● Source passage
This much is certain: for nearly three decades, she bought cigarettes from the newsstand across the street from her house. She worked as a cosmetologist at the now-defunct Jarret Drugs. She collected Elvis memorabilia. She was rarely seen without high heels. She drank coffee at the Economy Diner for more than two decades.
Then one day in spring 2000, she disappeared.
Hers is the case of an individual suffering from mental illness who self-destructs almost before our eyes. In this large, anonymous city, others have stumbled: Michael Joseph Gallagher was evicted and froze to death in a Bronx park in 1996; Joseph Stiletto froze to death in his Greenwich Village apartment in 1988; Eleanor Bumpurs was shot to death by the police in an attempted eviction in 1984; the so-called Wild Man of 96th Street terrorized the Upper West Side for years. Still more will fall.
All are casualties of New York’s imperfect network of social services. All are consequences of America’s deeply held belief in personal freedom.
Ms. Dickson was born in 1941 in the city of Mainz, Germany, where she worked as a pharmacist’s assistant. In 1960, at 19, she married a G.I. who carried her off to Tennessee. There they had two daughters, Sandra and Grace.
In 1971 Ms. Dickson left Tennessee. ”She dropped us off with our grandparents and ran away to New York,” said Sandra, 2 at the time.
Ms. Dickson landed in Park Slope. Soon, she found an apartment on Union Street and a boyfriend, Gerald Schaubman, a pharmacist who owned Jarret Drugs and was separated from his wife. With Mr. Schaubman, Ms. Dickson had a third daughter, Sherry, who was born in 1974. But they never married, and by 1980 they were no longer a couple.
When Jarret changed ownership in 1982, Ms. Dickson, who had worked at pink-collar jobs most of her life, went on welfare. In 1985, she had a tumor removed from her jaw. Soon after, Sandra Dickson went to live with her mother. (Grace remained in Tennessee.)
”My mother helped me run away,” said Sandra Dickson, who was 17 at the time. ”She sent me airline money. She was going to be my happily ever after.”
Happily ever after lasted seven and a half months. In October of that year, a week before the daughter’s 18th birthday, her mother kicked her out.
Five years later, also at 17, Sherry Dickson left her mother’s house, too. ”She started throwing things at me and started accusing me of being crazy,” she said. ”So I called my dad and moved out.”
By the early 90’s, Karin Dickson had disconnected her telephone. Sandra Dickson no longer spoke with her mother. Sherry Dickson and her father maintained only sporadic contact with her.
”I would go over to see her a couple of times on holidays,” Mr. Schaubman said. ”But the relationship just shriveled up.” He last saw her at home about five years ago, when he learned that she had turned off her electricity and was using only candles to illuminate her apartment.
The half-sisters moved on. Sandra Dickson, who lives on the Upper East Side, is preparing to be married and is seeking work as a paralegal. Sherry Dickson, who lives in North Brunswick, N.J., works as a temp. Every few months, she said, she called a neighbor or the landlord to see how her mother was holding up.
But except for their long, straight hair, the sisters have little in common. In 1999 a petty argument got out of control, and the two stopped speaking with each other.
Then, on March 7 of last year, city marshals came to Ms. Dickson’s apartment to evict her for being a nuisance and nonpayment of rent. Movers were seen taking her possessions to put them in storage. Two mental health workers tried to persuade her to get treatment, but she refused.
”She just walked away,” said Janet Jackson, Ms. Dickson’s longtime friend and neighbor. ”I don’t know what she took with her besides her purse.”

● Required work
a: Reproduce everything in the Karin Dickson passage from "Then, on March" down to "but she refused.".
b: In the passage about Karin Dickson, what did she use to light her apartment after she turned off her electricity?

● Extracted material

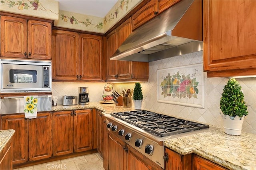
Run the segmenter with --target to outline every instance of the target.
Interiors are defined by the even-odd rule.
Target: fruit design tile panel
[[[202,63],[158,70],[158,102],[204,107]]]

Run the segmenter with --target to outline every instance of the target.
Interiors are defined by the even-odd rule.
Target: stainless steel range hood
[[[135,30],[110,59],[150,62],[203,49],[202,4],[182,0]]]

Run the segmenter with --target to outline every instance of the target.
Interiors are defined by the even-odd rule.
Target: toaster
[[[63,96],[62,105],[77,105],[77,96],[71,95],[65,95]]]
...
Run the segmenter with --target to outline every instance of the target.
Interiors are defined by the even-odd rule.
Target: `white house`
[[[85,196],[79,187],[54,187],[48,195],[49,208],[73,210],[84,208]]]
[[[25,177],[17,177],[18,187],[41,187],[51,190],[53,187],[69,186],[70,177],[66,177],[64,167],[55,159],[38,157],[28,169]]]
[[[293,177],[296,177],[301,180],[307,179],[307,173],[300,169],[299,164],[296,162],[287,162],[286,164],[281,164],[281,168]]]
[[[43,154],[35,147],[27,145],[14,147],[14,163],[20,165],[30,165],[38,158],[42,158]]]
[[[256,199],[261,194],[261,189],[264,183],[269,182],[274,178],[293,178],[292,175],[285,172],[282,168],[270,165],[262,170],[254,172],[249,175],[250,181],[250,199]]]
...
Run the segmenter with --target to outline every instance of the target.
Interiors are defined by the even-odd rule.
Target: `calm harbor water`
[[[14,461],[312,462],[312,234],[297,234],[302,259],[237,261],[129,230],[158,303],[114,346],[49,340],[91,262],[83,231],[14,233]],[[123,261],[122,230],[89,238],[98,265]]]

● Answers for the exercise
a:
Then, on March 7 of last year, city marshals came to Ms. Dickson’s apartment to evict her for being a nuisance and nonpayment of rent. Movers were seen taking her possessions to put them in storage. Two mental health workers tried to persuade her to get treatment, but she refused.

b: Only candles.